▸ What the exercise asks
Update the data below by replacing "point_to" with "mark_points" everywhere and changing nothing else. Leave the pictures out of your answer.
* begin Material provided *
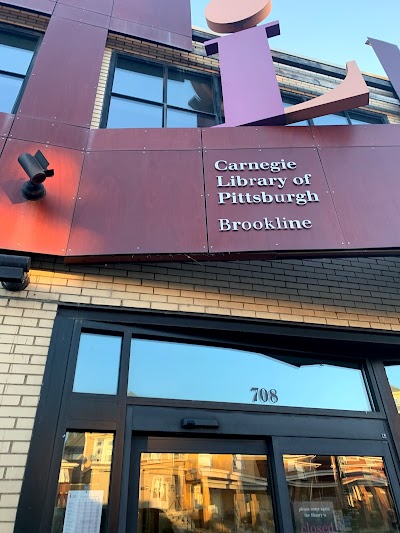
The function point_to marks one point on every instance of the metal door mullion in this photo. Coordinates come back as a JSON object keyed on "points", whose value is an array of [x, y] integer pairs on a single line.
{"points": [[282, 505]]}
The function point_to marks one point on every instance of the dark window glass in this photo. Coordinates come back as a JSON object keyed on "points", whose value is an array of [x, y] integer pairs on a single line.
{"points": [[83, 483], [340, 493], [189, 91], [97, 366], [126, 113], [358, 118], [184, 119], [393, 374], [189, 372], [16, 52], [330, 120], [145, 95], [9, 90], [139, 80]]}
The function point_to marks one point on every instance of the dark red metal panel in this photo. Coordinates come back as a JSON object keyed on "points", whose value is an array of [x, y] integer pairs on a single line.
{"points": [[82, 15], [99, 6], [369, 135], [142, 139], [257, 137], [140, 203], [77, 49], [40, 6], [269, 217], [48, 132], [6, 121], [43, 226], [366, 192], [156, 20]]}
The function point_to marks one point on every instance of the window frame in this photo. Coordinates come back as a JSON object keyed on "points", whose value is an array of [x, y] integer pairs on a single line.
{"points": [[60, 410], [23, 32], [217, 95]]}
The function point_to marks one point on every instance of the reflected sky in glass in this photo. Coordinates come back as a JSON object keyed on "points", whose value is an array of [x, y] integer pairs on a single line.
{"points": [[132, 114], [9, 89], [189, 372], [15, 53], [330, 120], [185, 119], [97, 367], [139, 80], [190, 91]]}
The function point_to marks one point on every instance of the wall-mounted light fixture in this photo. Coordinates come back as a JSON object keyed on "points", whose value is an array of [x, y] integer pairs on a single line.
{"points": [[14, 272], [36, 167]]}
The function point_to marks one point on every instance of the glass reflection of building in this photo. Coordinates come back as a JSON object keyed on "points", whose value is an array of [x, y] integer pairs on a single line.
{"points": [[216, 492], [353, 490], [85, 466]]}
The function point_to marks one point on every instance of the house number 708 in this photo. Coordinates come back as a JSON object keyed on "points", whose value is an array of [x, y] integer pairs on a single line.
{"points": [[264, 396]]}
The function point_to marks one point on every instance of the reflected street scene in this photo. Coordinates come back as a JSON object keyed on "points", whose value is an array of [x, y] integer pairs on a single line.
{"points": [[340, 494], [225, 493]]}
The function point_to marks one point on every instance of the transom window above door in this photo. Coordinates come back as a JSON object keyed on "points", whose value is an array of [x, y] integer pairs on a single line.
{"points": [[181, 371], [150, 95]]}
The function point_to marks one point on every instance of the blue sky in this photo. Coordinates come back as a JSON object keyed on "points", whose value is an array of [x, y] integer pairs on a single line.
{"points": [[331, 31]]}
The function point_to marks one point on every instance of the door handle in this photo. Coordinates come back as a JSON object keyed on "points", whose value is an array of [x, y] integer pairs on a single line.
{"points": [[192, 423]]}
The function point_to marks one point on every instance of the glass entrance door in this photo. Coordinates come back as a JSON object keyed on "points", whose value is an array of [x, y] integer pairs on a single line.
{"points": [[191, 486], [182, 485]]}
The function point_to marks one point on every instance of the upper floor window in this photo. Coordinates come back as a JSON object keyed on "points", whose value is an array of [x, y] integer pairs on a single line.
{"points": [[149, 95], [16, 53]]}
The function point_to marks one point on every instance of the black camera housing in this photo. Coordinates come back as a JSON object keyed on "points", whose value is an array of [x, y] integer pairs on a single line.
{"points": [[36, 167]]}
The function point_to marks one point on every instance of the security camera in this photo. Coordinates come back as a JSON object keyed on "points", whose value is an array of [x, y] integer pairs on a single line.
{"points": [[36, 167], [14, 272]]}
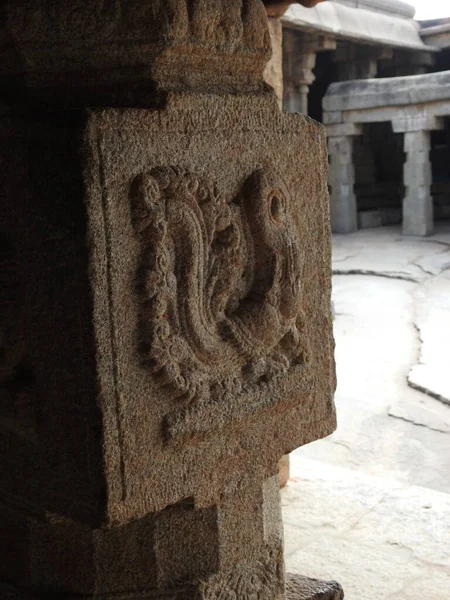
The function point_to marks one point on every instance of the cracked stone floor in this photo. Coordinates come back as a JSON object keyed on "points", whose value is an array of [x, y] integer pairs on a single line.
* end Material provided *
▸ Output of the task
The function mark_points marks one point on every instance of the metal door mullion in this photo. Coordinates come back as a JSON object keyed on "points", whose value is an array of [x, y] integer pairs on a single line.
{"points": [[282, 505]]}
The function mark_points marks one point on every instance of the dark window glass in this photo. Coordinates come back as a JSON object keyed on "points", whose value is an array of [x, y] integer pairs on a single line.
{"points": [[83, 483], [340, 493], [189, 91], [97, 366], [126, 113], [358, 118], [184, 119], [393, 374], [189, 372], [16, 52], [330, 120], [145, 95], [9, 90], [139, 80]]}
The function mark_points marks one point on every instance of the dark red metal panel in this photo. Coordinates come back as a JSON object keyed on "points", whose value is an array of [x, y] integer pairs on a single line.
{"points": [[82, 15], [99, 6], [369, 135], [142, 139], [257, 137], [140, 203], [77, 49], [40, 6], [269, 217], [48, 132], [6, 121], [43, 226], [366, 192], [156, 20]]}
The function mark_points marks one point on every instance of the window frame in this photo. Coordinates come back as a JSON object keyed on "points", whose value is an array of [x, y] integer pairs on a single line.
{"points": [[60, 410], [23, 32], [217, 95]]}
The function mark_points marks one point on every instance of the reflected sky in glass in this photo. Coordinates come back as a JSON object keyed on "points", whose value is an array of [x, y] integer pairs on a single line.
{"points": [[132, 114], [9, 89], [189, 372], [15, 53], [330, 120], [185, 119], [97, 367], [139, 80], [190, 91]]}
The function mark_points marks one point on every instance of the wall-mounted light fixture in this photo. Coordinates come back as a JSON object keyed on "points", whose value is an array of [x, y] integer pairs on a single line.
{"points": [[14, 272], [36, 167]]}
The function mark_points marks one point on every instance of the glass reflection of building in this photo. Coordinates come back as a JSON object keyed on "points", whose value is an array of [x, y] integer pairs on a single line.
{"points": [[216, 492], [353, 490], [85, 466]]}
The function mark_points marks one point on every instance of the house number 708 in this photo. Coordinates come back as a JSON object keyed on "points", whose value is an array of [x, y] integer pairs on a single line.
{"points": [[264, 396]]}
The function mark_points marks one point on every instance of the reflected street scene in this photo. Coordinates come back as a JSON object keyed on "points", whose value is an array of [x, y] integer pairs on a single line.
{"points": [[340, 494], [225, 493]]}
The function mark_points marks one point on every instance of the transom window above door in this photo. Coordinates come back as a JSON object keyed on "points", whose value is an array of [x, y] integer pairs on a single line.
{"points": [[181, 371], [150, 95]]}
The function mark_points marks one point on every instance of the blue sky in this photo. Coordinates come back as a JSON object keyed on "points", whose value is an array of [x, y] integer pairs on a single line.
{"points": [[331, 31]]}
The function mark_points marks one point on every instance of the door handle in this photo. Coordinates come back as a JSON object keyed on "points", whose value is an array of [x, y] integer pairs on a single line.
{"points": [[192, 423]]}
The function mark_points marks one point on every instance of the glass entrance door in this photo. Coordinates come back as a JSON object keyed on "points", whose value is an array of [x, y] integer pairs on a single line.
{"points": [[191, 486], [182, 485]]}
The function mark_points marks one point on every instance of the upper floor window in this photo. Coordinates come back as a JSON object keyed on "points", whose value is an array of [x, y] integer pairs on a single line.
{"points": [[149, 95], [16, 53]]}
The function mark_points marks one point on every instance of the black camera housing in this photo. Coordinates come back as a JSON object keyed on "points", whose value is an array of [x, y] integer pairs on a single line.
{"points": [[36, 167]]}
The function mark_points marks one point on every instance of the security camera in this photo. Coordinates come back as a JSON object keyed on "points", whose value is an array of [x, y] integer pairs on a single line.
{"points": [[36, 167], [14, 272]]}
The function mark_points marks one point on every instance of the cracked stone floor in this photo. Coordinates come back as a JSON object keyed on "points", whose value is an array of [x, y] integer pairs on a single line.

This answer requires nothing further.